DIRECTIONS FOR THIS TASK: Retrieve each line that contains the word "texture" from the entries below.

GIVEN RECORDS:
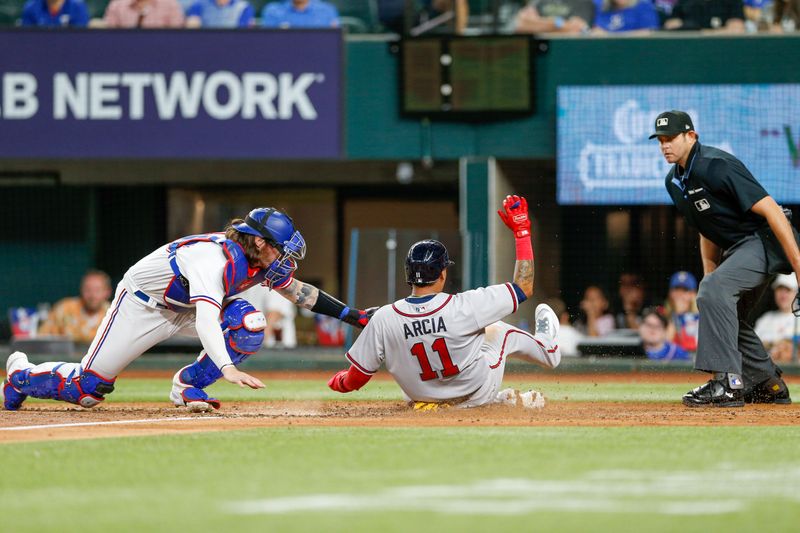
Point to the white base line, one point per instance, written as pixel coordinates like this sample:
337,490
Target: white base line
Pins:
109,423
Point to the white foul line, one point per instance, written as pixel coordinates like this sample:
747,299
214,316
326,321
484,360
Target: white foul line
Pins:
108,423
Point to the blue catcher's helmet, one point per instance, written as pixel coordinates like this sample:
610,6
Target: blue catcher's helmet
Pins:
425,262
278,230
244,326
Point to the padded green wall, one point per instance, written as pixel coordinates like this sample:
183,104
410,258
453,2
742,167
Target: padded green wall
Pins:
375,131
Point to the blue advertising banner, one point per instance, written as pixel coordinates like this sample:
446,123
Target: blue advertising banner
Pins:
171,94
604,155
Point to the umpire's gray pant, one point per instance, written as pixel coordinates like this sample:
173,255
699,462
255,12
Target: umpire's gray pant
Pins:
726,342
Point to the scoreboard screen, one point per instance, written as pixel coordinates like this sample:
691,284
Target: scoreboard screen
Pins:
467,77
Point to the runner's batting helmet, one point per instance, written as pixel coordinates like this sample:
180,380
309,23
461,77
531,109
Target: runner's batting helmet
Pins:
425,262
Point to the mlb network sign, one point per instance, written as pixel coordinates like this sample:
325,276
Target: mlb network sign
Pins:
604,155
217,94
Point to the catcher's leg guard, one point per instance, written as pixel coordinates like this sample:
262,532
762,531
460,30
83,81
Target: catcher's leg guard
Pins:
188,382
12,396
66,382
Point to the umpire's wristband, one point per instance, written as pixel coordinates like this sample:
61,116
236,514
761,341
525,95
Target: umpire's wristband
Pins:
329,306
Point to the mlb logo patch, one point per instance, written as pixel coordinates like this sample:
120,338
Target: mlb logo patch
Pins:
702,205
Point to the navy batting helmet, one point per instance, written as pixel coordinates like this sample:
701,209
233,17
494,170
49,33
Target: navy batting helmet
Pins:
425,262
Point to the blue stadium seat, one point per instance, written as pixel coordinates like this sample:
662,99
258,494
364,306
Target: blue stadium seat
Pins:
10,13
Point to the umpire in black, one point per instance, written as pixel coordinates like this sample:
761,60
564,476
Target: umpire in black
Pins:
745,238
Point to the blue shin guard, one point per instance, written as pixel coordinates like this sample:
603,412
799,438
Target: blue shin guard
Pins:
244,332
81,387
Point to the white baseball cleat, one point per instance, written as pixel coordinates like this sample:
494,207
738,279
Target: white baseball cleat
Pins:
532,399
546,321
526,400
198,407
508,397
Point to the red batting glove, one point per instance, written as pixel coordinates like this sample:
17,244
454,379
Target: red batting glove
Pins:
337,382
515,215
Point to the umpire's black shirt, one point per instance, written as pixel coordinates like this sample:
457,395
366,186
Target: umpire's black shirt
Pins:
715,193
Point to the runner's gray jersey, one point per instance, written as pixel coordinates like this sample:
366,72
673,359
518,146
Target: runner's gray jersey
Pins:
432,345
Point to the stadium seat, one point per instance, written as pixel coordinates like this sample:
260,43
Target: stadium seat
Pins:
10,13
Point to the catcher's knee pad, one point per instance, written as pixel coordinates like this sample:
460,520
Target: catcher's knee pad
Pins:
244,327
81,387
191,395
200,374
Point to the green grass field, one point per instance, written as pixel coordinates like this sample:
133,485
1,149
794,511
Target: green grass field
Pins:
409,479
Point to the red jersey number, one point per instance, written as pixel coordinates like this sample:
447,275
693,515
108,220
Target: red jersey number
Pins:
428,373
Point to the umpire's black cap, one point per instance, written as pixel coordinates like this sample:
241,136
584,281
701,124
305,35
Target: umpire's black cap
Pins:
671,123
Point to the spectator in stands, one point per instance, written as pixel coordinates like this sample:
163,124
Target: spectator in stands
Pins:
144,14
633,17
300,14
79,317
220,14
779,329
72,13
753,14
664,9
684,318
596,320
722,16
392,15
631,298
653,332
785,16
568,336
556,16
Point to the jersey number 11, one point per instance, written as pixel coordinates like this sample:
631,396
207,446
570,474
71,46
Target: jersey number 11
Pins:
428,373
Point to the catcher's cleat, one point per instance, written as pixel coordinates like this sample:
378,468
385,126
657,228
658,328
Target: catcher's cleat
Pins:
546,321
773,390
12,396
715,393
195,400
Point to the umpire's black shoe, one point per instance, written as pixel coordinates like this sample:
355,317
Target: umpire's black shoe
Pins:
715,393
773,390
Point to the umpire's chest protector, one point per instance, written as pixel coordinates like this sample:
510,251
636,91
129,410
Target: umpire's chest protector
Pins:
237,276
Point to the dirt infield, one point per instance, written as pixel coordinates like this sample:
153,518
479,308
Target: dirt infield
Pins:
46,421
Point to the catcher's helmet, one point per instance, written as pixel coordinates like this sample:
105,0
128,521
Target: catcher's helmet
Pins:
425,262
276,228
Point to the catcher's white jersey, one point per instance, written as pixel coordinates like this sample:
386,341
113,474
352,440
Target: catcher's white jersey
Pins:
432,345
202,263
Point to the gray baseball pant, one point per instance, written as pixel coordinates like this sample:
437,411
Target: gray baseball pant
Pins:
726,342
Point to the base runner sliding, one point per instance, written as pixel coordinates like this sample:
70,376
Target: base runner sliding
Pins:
451,349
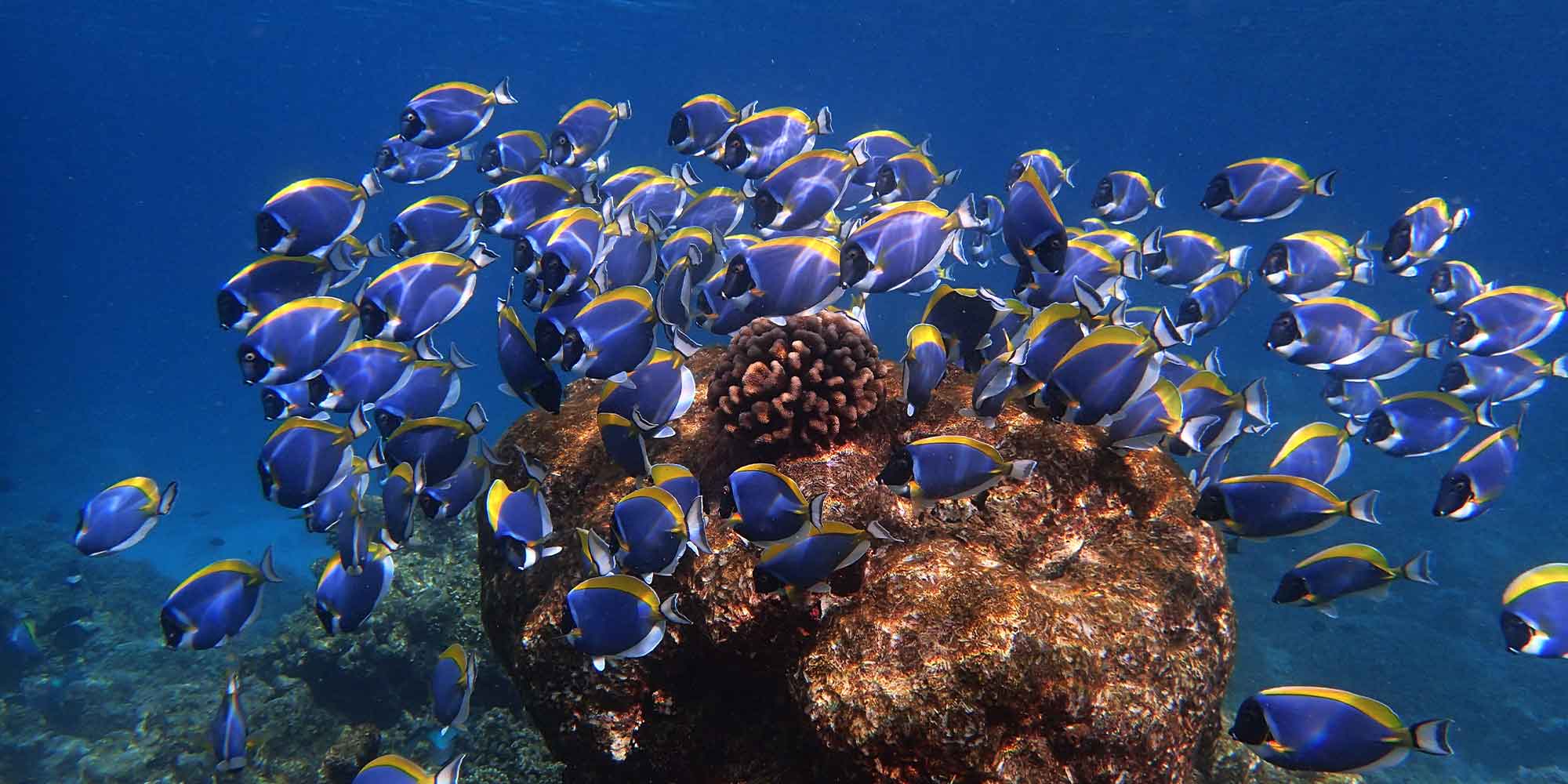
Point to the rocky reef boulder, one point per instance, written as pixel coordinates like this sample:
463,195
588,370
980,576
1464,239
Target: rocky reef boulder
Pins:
1072,628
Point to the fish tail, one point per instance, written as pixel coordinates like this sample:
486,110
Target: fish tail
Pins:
451,772
1362,507
1432,736
1418,568
1324,184
503,93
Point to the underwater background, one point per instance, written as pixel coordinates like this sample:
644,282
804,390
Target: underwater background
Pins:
143,137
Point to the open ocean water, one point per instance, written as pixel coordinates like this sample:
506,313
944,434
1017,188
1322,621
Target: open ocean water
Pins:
143,137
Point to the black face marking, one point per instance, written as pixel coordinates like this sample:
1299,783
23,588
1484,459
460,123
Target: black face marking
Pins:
766,209
1218,194
854,266
1515,633
1276,261
1250,727
410,125
680,129
561,148
899,468
1462,328
735,153
253,366
1398,245
1105,194
1454,493
372,319
270,234
1379,427
1283,332
230,310
1211,506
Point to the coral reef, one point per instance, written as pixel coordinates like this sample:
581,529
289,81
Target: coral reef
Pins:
807,383
111,705
1072,628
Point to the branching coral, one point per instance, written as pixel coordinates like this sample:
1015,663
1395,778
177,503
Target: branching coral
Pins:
802,385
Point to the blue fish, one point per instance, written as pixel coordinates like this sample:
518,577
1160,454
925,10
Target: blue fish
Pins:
339,503
310,217
452,689
1536,612
429,388
365,372
1211,303
924,366
910,176
512,208
1354,401
1047,165
611,336
1332,731
619,617
451,114
1421,234
421,294
1318,452
901,244
1263,191
440,443
1318,333
584,131
297,339
1125,197
766,507
1420,424
1188,258
217,603
1348,570
520,521
1033,228
802,191
437,223
391,769
1481,476
760,143
510,156
272,283
1150,419
800,568
401,161
1501,379
1268,506
942,468
653,531
1103,372
343,600
702,123
529,377
303,457
785,277
123,515
1456,283
227,733
1316,264
1506,321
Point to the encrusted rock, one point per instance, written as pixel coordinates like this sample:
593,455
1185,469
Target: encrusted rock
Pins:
1070,628
808,383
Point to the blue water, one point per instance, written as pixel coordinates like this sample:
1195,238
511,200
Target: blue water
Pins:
143,137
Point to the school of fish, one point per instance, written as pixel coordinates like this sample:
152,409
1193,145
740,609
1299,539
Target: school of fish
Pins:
614,270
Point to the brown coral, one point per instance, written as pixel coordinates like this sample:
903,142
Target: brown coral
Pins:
804,385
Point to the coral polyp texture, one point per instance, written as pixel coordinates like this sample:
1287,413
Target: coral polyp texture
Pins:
808,383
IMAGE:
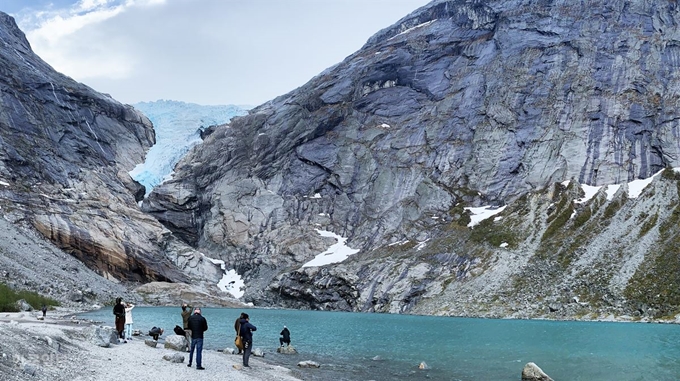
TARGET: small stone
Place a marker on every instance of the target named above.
(308, 364)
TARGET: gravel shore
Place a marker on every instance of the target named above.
(58, 348)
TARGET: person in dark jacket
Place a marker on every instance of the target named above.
(247, 337)
(186, 314)
(197, 324)
(237, 328)
(119, 312)
(286, 336)
(154, 332)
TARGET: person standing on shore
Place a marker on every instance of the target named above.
(247, 337)
(237, 328)
(286, 336)
(128, 321)
(186, 313)
(197, 325)
(119, 312)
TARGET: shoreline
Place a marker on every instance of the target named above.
(59, 348)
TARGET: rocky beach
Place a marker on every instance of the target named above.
(62, 347)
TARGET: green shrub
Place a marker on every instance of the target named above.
(9, 297)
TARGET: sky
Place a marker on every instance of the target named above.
(208, 52)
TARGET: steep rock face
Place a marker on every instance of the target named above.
(459, 103)
(65, 151)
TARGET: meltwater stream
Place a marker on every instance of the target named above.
(356, 346)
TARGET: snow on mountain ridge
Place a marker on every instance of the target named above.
(178, 127)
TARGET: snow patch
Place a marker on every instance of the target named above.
(611, 191)
(590, 192)
(335, 254)
(231, 282)
(482, 213)
(636, 187)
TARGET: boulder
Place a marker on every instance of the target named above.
(287, 350)
(176, 342)
(76, 296)
(103, 336)
(174, 358)
(308, 364)
(151, 343)
(532, 372)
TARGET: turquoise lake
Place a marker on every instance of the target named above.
(466, 349)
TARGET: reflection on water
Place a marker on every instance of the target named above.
(353, 346)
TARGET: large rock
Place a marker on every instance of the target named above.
(176, 342)
(174, 358)
(532, 372)
(287, 350)
(65, 154)
(22, 305)
(458, 104)
(103, 336)
(308, 364)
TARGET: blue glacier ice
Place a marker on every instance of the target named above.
(178, 127)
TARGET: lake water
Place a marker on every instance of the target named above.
(345, 344)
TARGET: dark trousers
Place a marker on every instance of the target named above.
(198, 345)
(120, 326)
(247, 346)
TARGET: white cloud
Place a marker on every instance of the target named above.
(207, 52)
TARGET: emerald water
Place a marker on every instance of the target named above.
(346, 345)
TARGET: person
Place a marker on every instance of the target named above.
(286, 336)
(237, 328)
(155, 332)
(119, 312)
(128, 321)
(197, 325)
(247, 337)
(186, 313)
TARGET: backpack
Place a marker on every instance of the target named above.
(179, 331)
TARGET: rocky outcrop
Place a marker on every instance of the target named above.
(458, 104)
(532, 372)
(65, 154)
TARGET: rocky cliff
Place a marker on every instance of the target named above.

ANSWER BELOW:
Point to the coral polyp texture, one point per instance, written as pixel coordinates like this sample:
Target: coral polyp texture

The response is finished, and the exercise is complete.